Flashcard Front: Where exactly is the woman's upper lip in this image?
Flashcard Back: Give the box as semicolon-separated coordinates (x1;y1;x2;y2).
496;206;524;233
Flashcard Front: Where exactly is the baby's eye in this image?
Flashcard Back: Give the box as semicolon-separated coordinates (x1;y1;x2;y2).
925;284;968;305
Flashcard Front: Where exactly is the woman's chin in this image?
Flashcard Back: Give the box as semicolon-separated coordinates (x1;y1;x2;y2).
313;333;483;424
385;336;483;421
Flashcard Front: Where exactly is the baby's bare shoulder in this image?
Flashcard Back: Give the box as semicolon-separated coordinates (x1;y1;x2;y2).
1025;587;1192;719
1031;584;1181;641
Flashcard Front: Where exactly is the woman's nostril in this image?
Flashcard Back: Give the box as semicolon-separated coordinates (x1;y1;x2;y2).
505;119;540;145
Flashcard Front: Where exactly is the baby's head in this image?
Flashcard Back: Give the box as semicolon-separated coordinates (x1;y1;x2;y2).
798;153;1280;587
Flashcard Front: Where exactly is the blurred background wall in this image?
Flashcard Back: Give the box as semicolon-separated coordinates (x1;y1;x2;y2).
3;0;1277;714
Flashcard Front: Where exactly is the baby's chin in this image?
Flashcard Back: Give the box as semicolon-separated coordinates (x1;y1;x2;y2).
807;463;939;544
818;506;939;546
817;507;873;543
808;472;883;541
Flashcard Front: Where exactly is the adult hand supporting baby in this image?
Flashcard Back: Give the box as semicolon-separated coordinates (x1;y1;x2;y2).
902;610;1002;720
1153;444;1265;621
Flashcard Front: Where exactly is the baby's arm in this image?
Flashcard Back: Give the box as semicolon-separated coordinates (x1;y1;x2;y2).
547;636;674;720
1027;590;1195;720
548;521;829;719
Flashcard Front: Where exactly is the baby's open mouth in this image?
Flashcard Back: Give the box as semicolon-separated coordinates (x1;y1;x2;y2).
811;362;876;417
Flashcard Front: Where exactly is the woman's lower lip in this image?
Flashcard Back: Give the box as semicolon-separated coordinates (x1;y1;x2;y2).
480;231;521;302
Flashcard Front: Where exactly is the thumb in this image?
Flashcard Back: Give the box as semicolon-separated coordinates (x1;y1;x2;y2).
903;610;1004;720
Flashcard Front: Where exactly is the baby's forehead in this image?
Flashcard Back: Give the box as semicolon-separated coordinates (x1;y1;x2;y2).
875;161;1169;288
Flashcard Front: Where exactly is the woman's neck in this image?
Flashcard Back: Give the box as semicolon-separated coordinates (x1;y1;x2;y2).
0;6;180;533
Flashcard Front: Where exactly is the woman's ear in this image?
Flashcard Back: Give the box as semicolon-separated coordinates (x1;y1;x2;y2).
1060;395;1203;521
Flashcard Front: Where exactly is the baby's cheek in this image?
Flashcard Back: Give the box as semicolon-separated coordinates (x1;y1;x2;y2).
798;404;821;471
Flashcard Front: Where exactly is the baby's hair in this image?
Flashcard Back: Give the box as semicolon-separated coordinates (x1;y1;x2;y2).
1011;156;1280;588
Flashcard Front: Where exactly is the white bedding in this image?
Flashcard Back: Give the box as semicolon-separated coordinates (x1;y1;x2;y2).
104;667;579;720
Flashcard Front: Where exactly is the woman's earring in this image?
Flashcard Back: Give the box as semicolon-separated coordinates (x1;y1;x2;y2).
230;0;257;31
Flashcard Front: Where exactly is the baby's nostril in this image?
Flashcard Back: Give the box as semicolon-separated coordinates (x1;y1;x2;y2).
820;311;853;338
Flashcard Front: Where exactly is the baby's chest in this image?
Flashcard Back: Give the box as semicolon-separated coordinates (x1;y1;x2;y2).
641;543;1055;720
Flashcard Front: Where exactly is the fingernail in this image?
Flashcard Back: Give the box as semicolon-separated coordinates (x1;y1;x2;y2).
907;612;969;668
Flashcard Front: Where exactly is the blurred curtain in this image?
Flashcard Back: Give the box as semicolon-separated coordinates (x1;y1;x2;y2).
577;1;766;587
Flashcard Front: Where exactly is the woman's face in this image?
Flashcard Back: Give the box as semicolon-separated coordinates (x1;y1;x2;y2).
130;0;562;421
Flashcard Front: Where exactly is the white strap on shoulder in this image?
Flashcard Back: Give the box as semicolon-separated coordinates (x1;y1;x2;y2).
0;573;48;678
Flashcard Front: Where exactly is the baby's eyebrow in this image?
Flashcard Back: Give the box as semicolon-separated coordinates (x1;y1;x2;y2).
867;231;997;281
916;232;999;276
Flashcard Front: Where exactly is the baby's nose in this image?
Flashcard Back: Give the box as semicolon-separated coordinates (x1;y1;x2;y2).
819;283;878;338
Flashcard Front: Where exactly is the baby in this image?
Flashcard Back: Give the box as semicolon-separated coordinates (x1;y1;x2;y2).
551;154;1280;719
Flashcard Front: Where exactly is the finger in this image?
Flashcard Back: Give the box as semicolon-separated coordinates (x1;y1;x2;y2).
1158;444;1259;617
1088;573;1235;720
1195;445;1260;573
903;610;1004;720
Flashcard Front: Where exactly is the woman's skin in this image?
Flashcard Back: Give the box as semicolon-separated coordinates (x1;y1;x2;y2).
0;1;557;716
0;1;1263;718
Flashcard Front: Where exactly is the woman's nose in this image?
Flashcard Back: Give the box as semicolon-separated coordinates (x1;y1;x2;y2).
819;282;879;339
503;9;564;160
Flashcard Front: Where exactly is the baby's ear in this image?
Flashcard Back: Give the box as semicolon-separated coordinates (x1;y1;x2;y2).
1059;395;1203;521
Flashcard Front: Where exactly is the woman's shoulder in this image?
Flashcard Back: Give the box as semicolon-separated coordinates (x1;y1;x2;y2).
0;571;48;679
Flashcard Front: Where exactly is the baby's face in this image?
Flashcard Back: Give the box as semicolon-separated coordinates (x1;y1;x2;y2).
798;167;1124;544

###

▶ GOAL OF THE EXERCISE: The word "shoulder" appears on some lines of the data above; count those lines and return only the number.

▶ ANSWER BELOW: 3